### TEXT PASSAGE

Commentary merged into poem - it was difficult to guess where one ended and the other began. Muldoon had the startled look of a man who turns a corner and happens upon a mirror-image of himself. Then came a bizarre interlude. Through the open tent flaps could be seen the figure of John Mortimer weaving about in the field nearby: 'Where's the hospitality tent?' he shouted. Only Muldoon continued regardless.

Another author who seemed to be suffering from mild confusion was the poet Simon Armitage, chairman of this year's Poetry Squantum. What exactly is a poetry squantum? 'I've no idea,' he said. 'I've looked it up a few times myself.'

According to the programme note, however, it's a native American word for a kind of pleasure party. Nine poets meet on four separate occasions in front of an audience to discuss the poem that they will have to write within the space of 24 hours on a theme sprung upon them at the festival. This year's theme was 'Freedom and / or democracy'. 'It's a biggie,' said Armitage at the beginning of the first session. 'I'm hoping to be able to make something of it,' said another poet, talking himself into mood of optimism. 'I intend to take liberties with this theme,' said a third with mock bravura. 'Being a good Catholic, I'm interested in Free Will.'

As it turned out, John Mortimer was being led into the hospitality tent at the very moment when Arnold Wesker, a local boy who had come down from the hills for the afternoon (he has a second home in Crouch End), arrived to talk about himself in the company of Margaret Drabble, and read a one-woman play or two. We quickly got round to the subjects of money troubles and dry rot. 'Well, I was telephoned, quite out of the blue, by Sydney Bernstein,' said Wesker, 'who told me: 'My father's left you pounds 1,000 in his will.' It's so nice to know that one's reputation is valued.' 'Why only pounds 1,000?' I asked. 'Oh, it would have been so embarrassing to be given any more,' said Drabble.

Wesker had distributed the money among his children and grandchildren - pounds 1,000 goes nowhere with dry rot. Carson's T S Eliot Prize money had bought him a new kitchen.

### EXTRACTED DATA
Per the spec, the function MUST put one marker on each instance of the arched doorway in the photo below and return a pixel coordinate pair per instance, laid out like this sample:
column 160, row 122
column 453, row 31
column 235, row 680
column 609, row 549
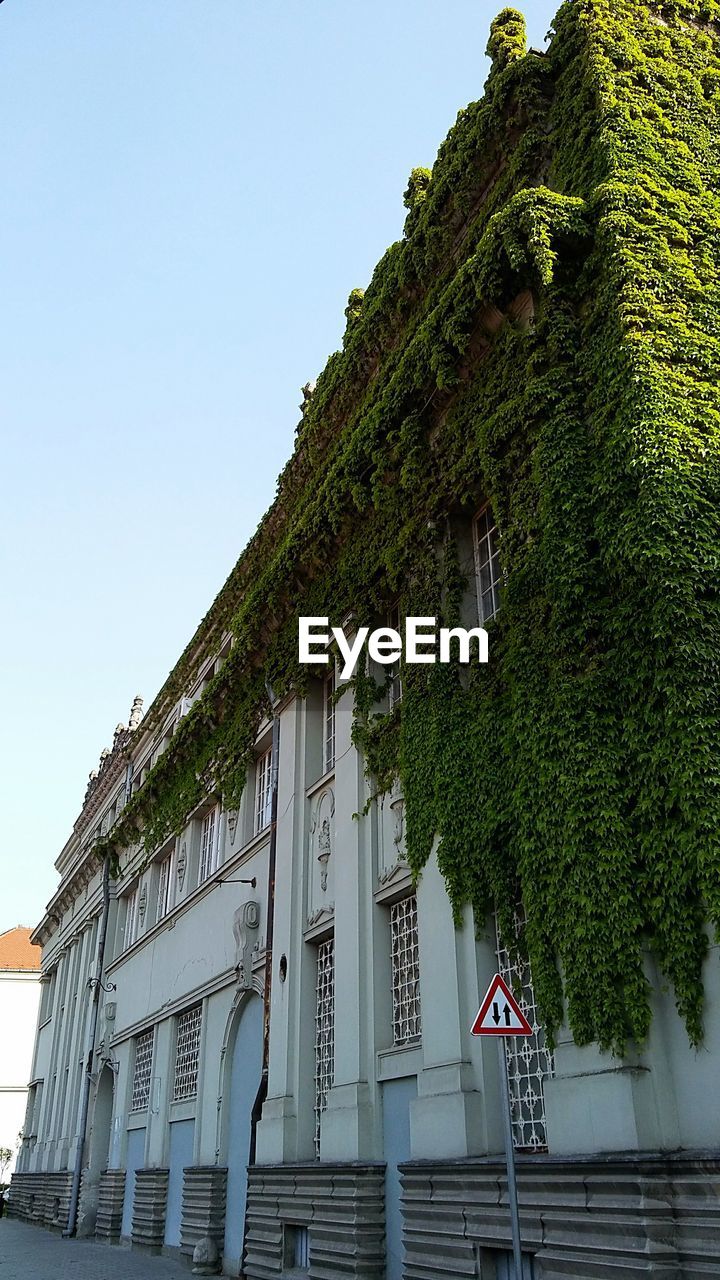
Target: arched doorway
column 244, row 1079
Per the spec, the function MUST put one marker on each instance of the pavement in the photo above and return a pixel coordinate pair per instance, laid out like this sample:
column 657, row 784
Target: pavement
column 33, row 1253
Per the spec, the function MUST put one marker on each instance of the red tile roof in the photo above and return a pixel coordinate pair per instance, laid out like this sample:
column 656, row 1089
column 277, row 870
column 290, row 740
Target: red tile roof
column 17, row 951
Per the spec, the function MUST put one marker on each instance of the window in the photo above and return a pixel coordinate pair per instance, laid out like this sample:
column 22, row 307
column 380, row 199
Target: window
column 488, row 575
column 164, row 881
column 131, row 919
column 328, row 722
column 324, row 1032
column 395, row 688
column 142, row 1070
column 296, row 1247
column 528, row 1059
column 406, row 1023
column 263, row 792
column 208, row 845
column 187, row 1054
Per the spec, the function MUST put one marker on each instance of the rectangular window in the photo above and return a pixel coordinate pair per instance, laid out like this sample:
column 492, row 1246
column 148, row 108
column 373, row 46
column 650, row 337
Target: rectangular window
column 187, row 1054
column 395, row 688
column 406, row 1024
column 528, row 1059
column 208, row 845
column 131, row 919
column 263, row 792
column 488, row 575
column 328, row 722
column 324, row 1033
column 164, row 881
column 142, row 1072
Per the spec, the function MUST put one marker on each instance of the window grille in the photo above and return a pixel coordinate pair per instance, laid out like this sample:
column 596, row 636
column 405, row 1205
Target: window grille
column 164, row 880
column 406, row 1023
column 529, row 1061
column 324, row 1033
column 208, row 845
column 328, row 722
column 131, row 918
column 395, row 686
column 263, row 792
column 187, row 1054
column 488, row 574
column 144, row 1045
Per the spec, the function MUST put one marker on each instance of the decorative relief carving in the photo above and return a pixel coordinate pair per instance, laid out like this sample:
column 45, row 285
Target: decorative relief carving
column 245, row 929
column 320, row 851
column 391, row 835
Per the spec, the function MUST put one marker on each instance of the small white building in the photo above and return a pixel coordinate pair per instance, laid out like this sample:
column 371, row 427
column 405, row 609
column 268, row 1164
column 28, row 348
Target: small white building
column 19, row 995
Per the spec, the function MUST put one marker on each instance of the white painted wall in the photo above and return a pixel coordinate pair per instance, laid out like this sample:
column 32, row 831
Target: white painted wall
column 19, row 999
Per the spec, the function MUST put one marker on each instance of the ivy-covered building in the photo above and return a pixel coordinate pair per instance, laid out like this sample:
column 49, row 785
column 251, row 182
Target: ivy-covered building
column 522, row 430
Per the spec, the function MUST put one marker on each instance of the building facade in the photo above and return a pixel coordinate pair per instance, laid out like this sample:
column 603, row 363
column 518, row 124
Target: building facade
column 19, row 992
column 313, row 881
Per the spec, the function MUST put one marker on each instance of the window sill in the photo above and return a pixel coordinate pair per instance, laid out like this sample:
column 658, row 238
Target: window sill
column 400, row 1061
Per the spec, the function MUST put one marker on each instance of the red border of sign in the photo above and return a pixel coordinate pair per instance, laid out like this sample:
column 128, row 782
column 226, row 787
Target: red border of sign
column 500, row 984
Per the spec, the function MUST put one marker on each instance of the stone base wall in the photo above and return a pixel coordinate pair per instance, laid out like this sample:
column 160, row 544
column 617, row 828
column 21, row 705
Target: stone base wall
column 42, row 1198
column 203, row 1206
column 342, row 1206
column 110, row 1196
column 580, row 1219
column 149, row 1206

### PARTS OF THE EXERCISE
A) Print everything in the festival passage from "As it turned" down to "a new kitchen.".
B) Sum up the festival passage in two sentences.

### ANSWERS TO THE EXERCISE
A)
As it turned out, John Mortimer was being led into the hospitality tent at the very moment when Arnold Wesker, a local boy who had come down from the hills for the afternoon (he has a second home in Crouch End), arrived to talk about himself in the company of Margaret Drabble, and read a one-woman play or two. We quickly got round to the subjects of money troubles and dry rot. 'Well, I was telephoned, quite out of the blue, by Sydney Bernstein,' said Wesker, 'who told me: 'My father's left you pounds 1,000 in his will.' It's so nice to know that one's reputation is valued.' 'Why only pounds 1,000?' I asked. 'Oh, it would have been so embarrassing to be given any more,' said Drabble.

Wesker had distributed the money among his children and grandchildren - pounds 1,000 goes nowhere with dry rot. Carson's T S Eliot Prize money had bought him a new kitchen.

B) Simon Armitage chaired this year's Poetry Squantum, in which nine poets meet four times before an audience to discuss the poems they must write within 24 hours on a theme sprung on them, this year "Freedom and / or democracy." Arnold Wesker also appeared with Margaret Drabble and told how Sydney Bernstein phoned to say his father had left Wesker 1,000 pounds in his will, which Wesker distributed among his children and grandchildren.